*The exercise*
Write out the data below word for word, starting at the line that contains "Task: Find the beige" and continuing up to and including the final line of the data.

*Data entries*
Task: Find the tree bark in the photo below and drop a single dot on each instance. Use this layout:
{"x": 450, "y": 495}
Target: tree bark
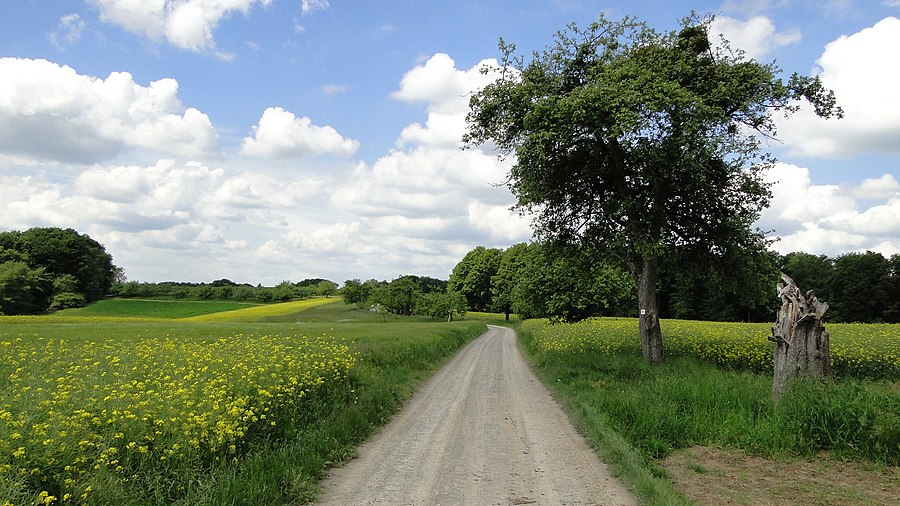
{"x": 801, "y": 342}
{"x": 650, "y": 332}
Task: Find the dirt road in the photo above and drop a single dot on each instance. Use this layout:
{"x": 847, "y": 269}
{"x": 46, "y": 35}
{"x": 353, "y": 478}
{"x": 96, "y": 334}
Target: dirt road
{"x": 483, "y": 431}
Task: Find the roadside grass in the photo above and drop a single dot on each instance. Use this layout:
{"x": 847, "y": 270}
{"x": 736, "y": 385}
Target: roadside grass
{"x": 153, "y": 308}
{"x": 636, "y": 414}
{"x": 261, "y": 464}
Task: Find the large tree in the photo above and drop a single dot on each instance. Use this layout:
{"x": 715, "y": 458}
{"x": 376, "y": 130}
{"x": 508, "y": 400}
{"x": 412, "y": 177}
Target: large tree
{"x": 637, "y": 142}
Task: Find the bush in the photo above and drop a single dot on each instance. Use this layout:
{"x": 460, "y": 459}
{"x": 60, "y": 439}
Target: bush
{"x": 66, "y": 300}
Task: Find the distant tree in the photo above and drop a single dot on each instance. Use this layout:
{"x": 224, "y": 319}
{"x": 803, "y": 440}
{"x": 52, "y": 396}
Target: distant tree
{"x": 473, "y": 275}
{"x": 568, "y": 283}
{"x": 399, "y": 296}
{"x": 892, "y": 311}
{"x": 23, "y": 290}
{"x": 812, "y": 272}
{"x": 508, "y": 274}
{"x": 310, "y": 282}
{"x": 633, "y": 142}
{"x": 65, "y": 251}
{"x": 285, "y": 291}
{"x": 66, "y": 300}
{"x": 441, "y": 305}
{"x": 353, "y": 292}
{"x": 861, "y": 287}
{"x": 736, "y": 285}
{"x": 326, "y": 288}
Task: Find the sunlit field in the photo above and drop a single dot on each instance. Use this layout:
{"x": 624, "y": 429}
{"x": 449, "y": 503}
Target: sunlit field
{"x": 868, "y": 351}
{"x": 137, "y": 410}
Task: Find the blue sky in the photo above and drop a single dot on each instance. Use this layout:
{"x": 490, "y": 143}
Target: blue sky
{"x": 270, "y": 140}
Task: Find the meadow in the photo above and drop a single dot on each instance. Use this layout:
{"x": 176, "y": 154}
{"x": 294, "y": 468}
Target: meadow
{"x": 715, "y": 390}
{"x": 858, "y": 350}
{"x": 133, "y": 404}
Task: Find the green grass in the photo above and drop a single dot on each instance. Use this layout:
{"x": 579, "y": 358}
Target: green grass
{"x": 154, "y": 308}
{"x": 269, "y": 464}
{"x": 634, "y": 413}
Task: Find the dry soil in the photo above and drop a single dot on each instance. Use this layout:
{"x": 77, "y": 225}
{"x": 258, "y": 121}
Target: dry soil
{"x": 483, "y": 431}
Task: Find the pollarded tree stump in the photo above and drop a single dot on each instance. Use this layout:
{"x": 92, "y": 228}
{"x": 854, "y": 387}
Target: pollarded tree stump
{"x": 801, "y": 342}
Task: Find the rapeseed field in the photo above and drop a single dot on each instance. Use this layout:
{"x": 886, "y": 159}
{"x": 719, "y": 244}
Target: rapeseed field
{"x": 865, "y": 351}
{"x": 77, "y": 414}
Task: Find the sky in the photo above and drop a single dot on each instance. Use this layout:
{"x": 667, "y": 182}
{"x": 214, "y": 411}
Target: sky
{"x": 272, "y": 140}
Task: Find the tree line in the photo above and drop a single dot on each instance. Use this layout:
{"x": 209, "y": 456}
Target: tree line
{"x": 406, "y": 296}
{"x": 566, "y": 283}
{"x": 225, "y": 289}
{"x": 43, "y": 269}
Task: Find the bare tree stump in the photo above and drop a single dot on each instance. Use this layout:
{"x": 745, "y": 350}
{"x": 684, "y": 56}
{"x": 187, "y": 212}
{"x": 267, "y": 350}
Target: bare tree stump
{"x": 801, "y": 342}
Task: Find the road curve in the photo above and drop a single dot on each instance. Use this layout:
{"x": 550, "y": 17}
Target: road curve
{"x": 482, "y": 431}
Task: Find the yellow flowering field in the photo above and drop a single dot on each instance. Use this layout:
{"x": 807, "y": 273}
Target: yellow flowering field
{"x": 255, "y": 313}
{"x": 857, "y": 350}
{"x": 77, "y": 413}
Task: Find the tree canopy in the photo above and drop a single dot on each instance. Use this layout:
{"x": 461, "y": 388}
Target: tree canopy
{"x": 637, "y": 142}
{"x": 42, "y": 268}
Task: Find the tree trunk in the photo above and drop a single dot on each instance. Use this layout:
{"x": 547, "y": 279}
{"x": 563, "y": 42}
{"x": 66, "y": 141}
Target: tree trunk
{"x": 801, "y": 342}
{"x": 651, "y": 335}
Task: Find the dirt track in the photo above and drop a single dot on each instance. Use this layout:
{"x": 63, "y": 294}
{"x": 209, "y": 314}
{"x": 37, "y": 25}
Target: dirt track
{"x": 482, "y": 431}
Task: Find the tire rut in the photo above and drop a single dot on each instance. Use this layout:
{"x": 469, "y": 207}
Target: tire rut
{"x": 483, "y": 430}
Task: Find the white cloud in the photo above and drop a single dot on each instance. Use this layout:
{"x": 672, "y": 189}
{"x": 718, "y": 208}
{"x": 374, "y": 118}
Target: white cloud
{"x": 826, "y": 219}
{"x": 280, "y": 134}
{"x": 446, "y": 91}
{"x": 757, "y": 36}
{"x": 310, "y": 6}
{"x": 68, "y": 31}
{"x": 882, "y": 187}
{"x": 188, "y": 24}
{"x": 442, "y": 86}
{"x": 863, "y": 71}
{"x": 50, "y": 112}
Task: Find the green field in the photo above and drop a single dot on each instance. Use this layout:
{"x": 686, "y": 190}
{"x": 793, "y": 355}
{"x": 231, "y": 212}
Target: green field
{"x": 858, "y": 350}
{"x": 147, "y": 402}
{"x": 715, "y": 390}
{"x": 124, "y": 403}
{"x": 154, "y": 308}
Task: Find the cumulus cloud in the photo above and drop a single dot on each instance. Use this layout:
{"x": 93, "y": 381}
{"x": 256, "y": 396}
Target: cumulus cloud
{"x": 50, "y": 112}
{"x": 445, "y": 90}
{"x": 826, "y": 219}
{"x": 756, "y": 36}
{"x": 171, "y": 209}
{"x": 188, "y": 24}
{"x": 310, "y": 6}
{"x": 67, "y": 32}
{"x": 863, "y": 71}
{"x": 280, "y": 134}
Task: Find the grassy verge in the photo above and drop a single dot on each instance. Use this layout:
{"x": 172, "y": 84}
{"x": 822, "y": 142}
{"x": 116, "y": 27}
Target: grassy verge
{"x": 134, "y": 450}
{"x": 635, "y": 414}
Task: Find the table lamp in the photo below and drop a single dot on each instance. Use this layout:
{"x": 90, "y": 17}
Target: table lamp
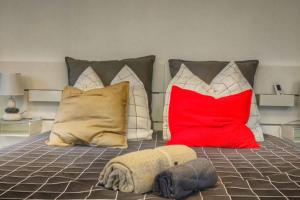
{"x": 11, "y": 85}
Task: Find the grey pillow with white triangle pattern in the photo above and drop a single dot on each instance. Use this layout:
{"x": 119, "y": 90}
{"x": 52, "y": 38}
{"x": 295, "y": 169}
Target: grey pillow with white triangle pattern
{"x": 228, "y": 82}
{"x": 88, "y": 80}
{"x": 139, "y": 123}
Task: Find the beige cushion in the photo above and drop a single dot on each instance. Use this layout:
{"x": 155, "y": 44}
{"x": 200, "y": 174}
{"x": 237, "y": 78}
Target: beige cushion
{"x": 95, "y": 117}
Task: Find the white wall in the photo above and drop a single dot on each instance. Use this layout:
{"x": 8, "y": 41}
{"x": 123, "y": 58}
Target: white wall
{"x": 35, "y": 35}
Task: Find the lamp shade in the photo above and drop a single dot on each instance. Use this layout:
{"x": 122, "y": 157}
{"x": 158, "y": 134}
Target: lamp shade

*Task response*
Task: Find the beige cushion in the photo above and drop a single dot on each instance. Use this layout:
{"x": 155, "y": 44}
{"x": 200, "y": 174}
{"x": 237, "y": 78}
Target: beige cushion
{"x": 95, "y": 117}
Task: Find the white wall in the photo above and drop a single dot on each instance. Use this layout:
{"x": 8, "y": 41}
{"x": 123, "y": 58}
Target: white wall
{"x": 35, "y": 35}
Task: Find the lamp shade in the photo above and drop a single dot on each instance. Use this layout:
{"x": 122, "y": 157}
{"x": 158, "y": 134}
Target: lamp shade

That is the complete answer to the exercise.